Texto
·····

Eu não passava de um inocente, que o irmão mais velho, tomado de ciúme bíblico, tentava matar. Para livra-me do Caim fratricida, a ardilosa mãe armou bem alta a rede em que eu dormia. Mas não tão alta que o demoniozinho deixasse de alcançar, me derrubando no chão de tijoleiras da casa. Dizem que permaneci horas sem choro, me consideraram morto. Notaram um detalhe mórbido, que meu pescoço e a cabeça haviam entortado para um lado.
Depois de tentarem todos os remédios caseiros e o último recurso da aguardente alemã, mamãe, devota de São Francisco, prometeu o seguinte: quando eu completasse 21 anos, vestiria o hábito marrom dos franciscanos, mandaria esculpir em madeira um pescoço e uma cabeça torta, iria descalço à cidade romeira de Canindé, no Ceará, daria esmolas aos pobres e deixaria o ex-voto e o hábito aos pés do santo.

·····

Trecho do conjunto de dados:
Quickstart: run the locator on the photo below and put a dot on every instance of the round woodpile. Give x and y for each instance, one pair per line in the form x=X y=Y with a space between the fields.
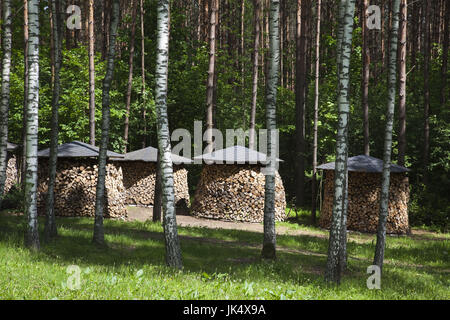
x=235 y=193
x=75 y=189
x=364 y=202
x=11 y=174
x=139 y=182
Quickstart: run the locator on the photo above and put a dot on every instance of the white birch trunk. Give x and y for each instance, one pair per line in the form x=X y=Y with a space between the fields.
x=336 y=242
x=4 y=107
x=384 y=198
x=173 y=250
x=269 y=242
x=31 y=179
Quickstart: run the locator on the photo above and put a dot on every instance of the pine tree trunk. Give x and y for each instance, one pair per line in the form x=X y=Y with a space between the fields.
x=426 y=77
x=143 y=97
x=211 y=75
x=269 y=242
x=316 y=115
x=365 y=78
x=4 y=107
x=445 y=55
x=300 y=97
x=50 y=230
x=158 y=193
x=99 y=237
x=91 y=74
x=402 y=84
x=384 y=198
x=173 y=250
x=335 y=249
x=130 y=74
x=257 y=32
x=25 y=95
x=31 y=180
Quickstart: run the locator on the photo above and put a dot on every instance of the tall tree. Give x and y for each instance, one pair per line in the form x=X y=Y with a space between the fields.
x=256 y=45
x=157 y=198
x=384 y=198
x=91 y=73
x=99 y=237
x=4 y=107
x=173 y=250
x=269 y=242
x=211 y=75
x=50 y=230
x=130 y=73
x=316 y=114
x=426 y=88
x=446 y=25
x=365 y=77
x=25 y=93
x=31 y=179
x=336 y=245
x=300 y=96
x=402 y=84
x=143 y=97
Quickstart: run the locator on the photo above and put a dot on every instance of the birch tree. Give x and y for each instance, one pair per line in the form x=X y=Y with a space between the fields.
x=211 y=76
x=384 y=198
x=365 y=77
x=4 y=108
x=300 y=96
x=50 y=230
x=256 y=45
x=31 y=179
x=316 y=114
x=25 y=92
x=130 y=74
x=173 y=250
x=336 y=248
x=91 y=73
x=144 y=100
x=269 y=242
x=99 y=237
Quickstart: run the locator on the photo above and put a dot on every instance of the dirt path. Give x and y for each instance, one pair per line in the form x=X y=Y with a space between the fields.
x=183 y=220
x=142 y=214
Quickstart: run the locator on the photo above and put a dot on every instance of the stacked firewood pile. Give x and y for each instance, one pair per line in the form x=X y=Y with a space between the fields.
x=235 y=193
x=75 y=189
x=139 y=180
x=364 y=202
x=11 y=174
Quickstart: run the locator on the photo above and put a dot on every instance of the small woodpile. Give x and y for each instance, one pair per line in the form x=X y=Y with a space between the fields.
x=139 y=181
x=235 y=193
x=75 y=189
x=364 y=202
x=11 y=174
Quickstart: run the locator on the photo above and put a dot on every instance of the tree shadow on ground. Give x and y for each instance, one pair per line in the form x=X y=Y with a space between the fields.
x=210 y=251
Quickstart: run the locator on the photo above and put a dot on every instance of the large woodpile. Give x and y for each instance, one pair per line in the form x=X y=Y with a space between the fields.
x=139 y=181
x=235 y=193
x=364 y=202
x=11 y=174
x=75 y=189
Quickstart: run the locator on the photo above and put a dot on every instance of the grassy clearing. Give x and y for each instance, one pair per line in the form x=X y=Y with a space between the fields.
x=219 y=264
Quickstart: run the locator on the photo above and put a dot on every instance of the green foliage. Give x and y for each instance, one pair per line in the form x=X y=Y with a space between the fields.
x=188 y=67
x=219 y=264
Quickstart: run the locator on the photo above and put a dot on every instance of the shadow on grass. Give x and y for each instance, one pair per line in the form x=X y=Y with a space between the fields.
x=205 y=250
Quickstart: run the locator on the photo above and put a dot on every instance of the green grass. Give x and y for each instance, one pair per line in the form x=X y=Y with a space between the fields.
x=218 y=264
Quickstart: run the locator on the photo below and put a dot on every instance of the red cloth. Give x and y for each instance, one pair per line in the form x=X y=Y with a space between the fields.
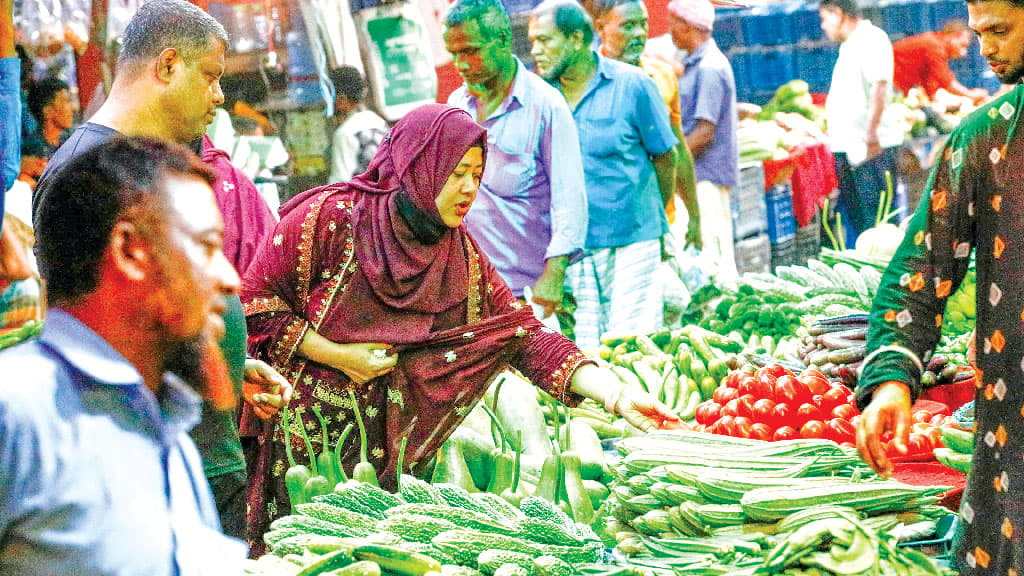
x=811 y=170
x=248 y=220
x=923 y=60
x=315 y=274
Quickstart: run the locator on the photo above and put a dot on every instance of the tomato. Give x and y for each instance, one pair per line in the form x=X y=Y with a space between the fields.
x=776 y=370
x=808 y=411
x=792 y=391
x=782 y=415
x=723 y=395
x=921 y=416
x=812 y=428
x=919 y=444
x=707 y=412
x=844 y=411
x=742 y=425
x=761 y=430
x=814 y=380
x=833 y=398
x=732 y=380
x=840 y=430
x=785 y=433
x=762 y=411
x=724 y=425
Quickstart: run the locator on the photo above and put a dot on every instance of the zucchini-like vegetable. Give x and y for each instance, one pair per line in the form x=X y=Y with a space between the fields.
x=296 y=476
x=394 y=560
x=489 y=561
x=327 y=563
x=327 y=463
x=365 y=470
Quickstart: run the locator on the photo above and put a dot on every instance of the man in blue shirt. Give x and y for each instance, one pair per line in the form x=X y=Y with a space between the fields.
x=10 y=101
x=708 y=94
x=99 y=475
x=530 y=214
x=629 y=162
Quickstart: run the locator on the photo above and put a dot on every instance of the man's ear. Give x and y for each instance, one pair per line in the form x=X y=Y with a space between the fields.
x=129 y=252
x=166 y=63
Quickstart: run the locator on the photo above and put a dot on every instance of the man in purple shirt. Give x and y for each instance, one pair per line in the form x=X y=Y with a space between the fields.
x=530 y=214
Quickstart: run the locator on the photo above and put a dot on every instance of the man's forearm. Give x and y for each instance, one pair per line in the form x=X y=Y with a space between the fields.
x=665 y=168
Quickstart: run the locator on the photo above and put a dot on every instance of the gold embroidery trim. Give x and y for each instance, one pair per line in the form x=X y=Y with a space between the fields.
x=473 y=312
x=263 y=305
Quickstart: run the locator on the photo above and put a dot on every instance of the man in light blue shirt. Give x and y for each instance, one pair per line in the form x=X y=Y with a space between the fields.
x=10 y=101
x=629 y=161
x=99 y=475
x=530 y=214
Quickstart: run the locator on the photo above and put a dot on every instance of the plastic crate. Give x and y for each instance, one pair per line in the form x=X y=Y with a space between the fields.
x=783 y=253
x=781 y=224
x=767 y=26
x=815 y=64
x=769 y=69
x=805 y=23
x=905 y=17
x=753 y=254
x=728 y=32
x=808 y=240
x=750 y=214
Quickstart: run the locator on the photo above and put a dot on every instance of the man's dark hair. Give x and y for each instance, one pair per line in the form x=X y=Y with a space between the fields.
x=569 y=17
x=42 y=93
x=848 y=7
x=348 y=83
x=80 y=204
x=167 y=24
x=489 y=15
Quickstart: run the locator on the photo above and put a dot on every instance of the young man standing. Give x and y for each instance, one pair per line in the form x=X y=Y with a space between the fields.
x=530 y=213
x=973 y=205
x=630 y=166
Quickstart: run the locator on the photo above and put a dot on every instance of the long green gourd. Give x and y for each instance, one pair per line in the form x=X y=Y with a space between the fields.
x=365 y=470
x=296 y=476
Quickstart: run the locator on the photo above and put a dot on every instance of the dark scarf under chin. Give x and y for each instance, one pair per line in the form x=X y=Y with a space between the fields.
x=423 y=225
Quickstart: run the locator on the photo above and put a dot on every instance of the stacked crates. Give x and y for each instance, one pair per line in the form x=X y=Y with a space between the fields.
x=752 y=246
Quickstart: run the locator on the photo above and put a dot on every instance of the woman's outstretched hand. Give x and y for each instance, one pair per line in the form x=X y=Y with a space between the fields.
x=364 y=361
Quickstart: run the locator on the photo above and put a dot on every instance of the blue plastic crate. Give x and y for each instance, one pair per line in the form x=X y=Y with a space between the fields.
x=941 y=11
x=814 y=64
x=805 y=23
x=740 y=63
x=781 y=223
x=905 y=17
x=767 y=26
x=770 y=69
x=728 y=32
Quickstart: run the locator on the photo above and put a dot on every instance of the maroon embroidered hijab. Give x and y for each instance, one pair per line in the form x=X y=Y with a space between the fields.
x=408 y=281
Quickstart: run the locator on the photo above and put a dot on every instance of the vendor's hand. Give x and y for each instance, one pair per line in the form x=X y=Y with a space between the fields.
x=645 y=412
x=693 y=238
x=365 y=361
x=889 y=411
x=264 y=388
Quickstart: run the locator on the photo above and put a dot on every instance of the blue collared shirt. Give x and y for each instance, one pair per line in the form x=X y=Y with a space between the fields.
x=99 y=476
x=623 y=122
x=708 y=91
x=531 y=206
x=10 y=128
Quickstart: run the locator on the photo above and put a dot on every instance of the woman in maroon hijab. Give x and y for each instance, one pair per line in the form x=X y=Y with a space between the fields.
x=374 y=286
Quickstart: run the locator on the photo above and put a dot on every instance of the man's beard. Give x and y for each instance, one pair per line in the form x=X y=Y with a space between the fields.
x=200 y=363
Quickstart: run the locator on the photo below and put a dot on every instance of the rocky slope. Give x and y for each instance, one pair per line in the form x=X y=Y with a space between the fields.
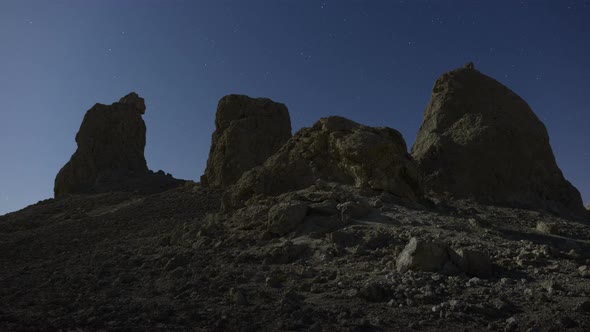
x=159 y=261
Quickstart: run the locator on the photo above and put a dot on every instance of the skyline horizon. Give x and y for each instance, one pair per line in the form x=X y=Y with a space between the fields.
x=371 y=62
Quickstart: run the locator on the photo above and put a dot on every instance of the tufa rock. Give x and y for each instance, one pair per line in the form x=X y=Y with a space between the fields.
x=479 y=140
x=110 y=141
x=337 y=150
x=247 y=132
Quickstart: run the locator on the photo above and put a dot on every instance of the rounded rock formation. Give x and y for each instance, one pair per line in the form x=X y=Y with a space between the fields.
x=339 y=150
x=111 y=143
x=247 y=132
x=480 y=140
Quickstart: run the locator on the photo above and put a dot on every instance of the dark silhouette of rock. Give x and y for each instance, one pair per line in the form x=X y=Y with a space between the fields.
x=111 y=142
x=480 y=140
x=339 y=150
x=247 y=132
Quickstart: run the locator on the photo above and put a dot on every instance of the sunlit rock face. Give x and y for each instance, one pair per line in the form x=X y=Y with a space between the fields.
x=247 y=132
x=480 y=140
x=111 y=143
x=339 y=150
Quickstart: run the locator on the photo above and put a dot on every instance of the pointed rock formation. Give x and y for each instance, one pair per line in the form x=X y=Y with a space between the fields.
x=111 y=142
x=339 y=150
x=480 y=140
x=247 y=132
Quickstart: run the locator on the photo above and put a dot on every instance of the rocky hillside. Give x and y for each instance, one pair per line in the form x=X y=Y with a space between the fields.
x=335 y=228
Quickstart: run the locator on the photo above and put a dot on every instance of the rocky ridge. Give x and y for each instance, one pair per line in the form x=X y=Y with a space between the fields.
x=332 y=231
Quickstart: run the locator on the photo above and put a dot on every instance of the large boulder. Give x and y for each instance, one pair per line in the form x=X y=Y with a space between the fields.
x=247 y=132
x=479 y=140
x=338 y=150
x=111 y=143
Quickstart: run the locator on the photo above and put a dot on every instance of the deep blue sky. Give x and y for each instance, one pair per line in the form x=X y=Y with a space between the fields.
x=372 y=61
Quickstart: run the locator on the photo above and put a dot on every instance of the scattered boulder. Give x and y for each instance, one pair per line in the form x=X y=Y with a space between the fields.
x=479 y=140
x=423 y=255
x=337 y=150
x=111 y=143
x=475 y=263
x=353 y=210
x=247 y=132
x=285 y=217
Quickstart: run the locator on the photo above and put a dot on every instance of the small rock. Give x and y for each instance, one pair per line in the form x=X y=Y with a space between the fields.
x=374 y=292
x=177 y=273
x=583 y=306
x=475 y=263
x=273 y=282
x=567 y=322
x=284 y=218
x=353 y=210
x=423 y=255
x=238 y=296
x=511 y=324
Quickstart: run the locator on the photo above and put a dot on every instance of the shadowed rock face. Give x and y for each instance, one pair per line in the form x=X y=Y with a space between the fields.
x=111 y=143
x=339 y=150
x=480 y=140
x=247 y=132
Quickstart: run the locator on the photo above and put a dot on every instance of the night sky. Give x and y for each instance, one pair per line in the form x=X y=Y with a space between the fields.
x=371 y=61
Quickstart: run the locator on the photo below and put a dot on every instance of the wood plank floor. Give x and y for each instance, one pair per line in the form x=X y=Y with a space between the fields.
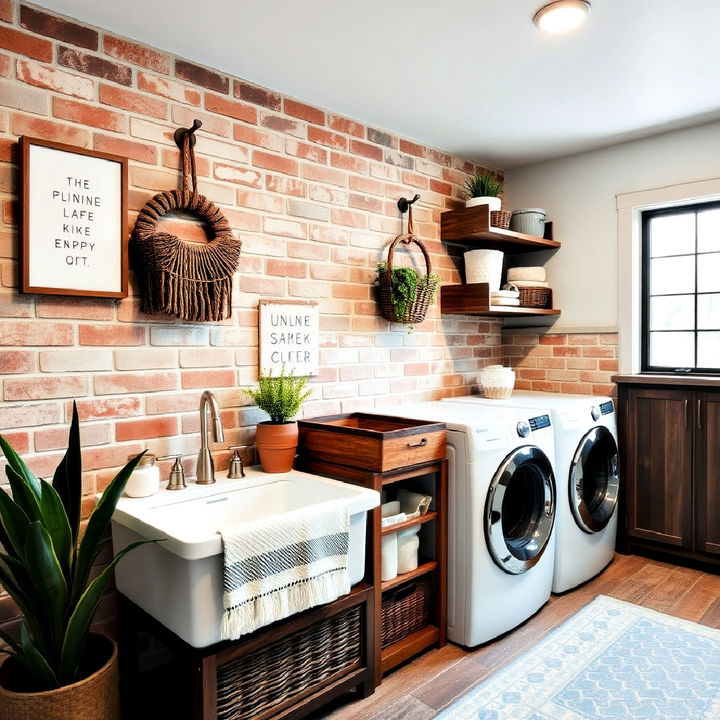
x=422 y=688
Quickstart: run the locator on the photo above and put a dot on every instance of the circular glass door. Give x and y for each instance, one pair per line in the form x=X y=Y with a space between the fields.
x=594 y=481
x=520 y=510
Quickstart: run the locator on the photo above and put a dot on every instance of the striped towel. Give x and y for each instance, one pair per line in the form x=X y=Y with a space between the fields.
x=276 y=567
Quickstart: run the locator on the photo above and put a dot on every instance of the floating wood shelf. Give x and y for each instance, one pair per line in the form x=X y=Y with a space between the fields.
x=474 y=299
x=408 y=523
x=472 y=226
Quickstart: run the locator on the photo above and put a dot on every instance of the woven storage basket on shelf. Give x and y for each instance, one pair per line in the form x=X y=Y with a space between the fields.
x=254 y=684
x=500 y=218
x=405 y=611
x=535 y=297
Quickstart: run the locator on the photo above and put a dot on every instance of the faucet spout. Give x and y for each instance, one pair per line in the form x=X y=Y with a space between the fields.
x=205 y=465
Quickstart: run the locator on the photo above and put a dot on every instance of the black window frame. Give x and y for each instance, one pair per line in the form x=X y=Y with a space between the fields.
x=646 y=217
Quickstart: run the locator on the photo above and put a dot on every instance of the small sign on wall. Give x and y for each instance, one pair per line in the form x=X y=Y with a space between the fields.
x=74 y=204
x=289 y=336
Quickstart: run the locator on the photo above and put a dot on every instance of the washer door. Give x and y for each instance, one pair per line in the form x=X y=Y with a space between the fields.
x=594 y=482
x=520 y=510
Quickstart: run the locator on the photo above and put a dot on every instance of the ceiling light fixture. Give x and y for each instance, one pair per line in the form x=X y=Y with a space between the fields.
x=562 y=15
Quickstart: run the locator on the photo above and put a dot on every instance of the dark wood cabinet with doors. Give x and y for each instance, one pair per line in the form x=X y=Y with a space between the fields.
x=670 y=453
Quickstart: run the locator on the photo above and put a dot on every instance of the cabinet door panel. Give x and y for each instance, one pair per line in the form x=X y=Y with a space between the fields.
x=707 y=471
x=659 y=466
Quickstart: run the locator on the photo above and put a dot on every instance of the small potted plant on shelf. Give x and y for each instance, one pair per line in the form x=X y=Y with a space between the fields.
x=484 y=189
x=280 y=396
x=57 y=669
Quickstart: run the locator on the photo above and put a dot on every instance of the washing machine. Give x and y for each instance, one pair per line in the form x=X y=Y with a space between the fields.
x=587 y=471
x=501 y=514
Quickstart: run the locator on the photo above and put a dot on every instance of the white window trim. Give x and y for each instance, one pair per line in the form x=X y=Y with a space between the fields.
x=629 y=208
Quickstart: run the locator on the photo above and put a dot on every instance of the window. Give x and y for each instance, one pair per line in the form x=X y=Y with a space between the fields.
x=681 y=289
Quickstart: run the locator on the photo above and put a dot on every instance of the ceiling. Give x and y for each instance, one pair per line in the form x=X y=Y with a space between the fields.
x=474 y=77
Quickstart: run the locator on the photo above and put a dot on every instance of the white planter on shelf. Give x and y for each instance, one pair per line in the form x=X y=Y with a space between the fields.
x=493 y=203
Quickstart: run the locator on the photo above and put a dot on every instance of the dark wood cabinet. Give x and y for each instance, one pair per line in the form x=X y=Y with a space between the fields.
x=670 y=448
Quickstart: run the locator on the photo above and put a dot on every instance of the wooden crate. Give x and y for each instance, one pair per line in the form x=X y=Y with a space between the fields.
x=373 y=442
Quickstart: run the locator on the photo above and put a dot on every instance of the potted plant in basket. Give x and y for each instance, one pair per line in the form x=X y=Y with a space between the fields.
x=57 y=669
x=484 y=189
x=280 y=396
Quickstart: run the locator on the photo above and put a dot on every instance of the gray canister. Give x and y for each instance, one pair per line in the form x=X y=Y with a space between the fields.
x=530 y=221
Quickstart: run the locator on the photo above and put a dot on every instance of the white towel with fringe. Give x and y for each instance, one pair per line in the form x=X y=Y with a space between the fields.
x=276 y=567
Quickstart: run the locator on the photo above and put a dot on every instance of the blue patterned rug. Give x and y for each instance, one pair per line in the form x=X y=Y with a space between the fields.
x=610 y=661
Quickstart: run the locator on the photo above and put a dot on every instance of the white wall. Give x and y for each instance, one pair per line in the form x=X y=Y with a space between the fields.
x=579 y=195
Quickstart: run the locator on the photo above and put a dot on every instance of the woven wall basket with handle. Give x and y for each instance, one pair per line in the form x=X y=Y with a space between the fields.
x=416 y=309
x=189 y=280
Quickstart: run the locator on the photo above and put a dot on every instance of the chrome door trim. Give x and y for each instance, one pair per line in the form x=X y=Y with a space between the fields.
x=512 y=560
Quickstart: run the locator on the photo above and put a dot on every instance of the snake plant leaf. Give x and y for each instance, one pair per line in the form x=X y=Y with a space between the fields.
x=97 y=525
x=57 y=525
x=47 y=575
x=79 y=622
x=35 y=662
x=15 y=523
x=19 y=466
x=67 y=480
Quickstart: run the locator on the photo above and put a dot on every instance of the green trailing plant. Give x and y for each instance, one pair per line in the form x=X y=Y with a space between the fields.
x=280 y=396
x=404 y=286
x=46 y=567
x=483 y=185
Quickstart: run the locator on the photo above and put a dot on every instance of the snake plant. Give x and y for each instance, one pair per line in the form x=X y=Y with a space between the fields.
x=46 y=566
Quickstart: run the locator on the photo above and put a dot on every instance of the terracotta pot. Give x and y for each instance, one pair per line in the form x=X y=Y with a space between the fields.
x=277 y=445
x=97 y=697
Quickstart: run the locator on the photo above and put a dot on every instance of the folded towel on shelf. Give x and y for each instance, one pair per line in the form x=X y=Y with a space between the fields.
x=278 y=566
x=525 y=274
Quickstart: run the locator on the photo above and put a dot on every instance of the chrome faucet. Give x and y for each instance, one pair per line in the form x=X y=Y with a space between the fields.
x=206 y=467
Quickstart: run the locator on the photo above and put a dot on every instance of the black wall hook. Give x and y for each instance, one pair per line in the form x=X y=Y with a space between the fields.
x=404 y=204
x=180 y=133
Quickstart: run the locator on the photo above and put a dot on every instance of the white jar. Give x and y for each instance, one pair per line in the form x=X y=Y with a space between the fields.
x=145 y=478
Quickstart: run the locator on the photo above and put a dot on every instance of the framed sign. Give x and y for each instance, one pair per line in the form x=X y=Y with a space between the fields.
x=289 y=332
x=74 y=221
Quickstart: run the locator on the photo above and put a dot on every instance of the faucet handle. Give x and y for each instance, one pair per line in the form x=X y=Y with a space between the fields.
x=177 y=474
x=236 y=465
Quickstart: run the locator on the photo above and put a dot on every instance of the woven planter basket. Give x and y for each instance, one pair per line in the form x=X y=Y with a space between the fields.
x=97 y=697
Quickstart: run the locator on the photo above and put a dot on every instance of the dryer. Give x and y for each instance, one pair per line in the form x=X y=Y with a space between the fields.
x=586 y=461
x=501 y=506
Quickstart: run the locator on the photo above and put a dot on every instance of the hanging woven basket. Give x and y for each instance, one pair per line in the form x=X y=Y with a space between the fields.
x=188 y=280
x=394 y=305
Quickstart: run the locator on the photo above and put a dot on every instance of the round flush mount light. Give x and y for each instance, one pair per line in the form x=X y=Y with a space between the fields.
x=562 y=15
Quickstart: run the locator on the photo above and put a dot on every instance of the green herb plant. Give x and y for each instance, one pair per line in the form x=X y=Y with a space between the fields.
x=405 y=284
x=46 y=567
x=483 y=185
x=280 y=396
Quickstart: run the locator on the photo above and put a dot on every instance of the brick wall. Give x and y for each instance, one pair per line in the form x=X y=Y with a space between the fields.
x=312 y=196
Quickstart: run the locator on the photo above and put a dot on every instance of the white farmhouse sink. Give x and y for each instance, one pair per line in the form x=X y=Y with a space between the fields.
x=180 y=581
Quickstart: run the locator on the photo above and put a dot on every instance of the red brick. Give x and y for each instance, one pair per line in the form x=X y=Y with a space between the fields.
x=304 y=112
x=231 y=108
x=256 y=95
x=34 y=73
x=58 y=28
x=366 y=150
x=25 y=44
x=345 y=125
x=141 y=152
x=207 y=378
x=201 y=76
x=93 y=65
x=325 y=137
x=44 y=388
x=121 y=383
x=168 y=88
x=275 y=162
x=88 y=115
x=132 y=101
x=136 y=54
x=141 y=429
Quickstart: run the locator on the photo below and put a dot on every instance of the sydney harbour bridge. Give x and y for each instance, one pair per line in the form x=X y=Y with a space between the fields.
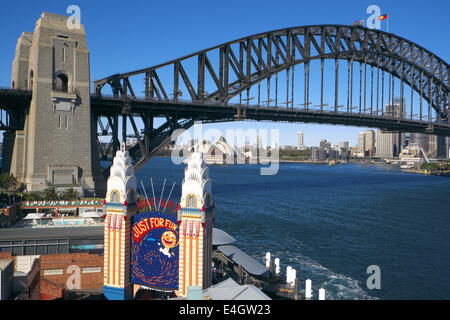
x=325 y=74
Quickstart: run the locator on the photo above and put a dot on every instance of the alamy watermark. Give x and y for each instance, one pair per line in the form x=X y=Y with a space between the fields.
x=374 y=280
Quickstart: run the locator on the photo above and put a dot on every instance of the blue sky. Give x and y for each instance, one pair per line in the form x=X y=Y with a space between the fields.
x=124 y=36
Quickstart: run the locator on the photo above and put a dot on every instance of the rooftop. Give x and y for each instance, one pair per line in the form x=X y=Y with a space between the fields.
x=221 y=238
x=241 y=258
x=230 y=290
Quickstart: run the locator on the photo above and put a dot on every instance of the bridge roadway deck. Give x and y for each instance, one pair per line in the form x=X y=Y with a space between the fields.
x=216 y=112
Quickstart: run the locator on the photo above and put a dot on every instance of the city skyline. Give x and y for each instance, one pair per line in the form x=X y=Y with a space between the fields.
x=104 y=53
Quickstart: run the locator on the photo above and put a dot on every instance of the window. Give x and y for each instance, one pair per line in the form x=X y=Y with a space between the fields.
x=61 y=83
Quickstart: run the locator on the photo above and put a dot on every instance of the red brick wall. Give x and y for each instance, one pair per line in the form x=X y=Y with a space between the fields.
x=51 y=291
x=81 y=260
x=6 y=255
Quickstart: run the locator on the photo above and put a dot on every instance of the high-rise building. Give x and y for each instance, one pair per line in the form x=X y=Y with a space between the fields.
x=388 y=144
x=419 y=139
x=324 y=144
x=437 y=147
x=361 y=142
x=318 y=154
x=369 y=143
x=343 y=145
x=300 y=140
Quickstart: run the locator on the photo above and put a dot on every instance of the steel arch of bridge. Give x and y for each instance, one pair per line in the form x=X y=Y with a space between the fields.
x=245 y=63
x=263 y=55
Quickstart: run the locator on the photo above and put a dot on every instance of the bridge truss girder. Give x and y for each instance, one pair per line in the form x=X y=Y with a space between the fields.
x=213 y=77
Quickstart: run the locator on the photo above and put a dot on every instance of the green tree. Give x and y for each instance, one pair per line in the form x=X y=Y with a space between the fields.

·····

Objetivos
- A) Responda às perguntas abaixo sobre o relato da promessa a São Francisco, marcando as respostas com os mesmos números.
(i) Em que quem narra dormia quando foi derrubado?
(ii) De que santo a mãe era devota?
(iii) A que cidade deveria ir descalço quem narra, segundo a promessa?
- B) Edite o relato da promessa a São Francisco: reescreva o trecho de "Eu não passava" a "para um lado.", substituindo "tijoleiras" por "ladrilhos".
- C) Prossiga com o relato da promessa a São Francisco a partir do ponto em que ele termina.

As respostas
- A)
(i) Numa rede que a mãe armou bem alta.
(ii) São Francisco.
(iii) Canindé, no Ceará.

- B)
Eu não passava de um inocente, que o irmão mais velho, tomado de ciúme bíblico, tentava matar. Para livra-me do Caim fratricida, a ardilosa mãe armou bem alta a rede em que eu dormia. Mas não tão alta que o demoniozinho deixasse de alcançar, me derrubando no chão de ladrilhos da casa. Dizem que permaneci horas sem choro, me consideraram morto. Notaram um detalhe mórbido, que meu pescoço e a cabeça haviam entortado para um lado.

- C)
Nunca paguei a promessa e Ele me castiga até hoje. Gasto fortunas com fisioterapeutas e neurologistas e vez por outra me deito no sarcófago da ressonância magnética. Em vão. O Santo não larga o meu cangote. Ou pago o que devo ou ele me castiga. Considerando meus 69 anos, devo 48 anos de juros, num país com as taxações mais altas do planeta. Terei de vender o apartamento onde moro ou pedir um amortecimento da dívida.
Será que São Francisco me concede? A julgar pelos escândalos do Banco Vaticano, estou ferrado.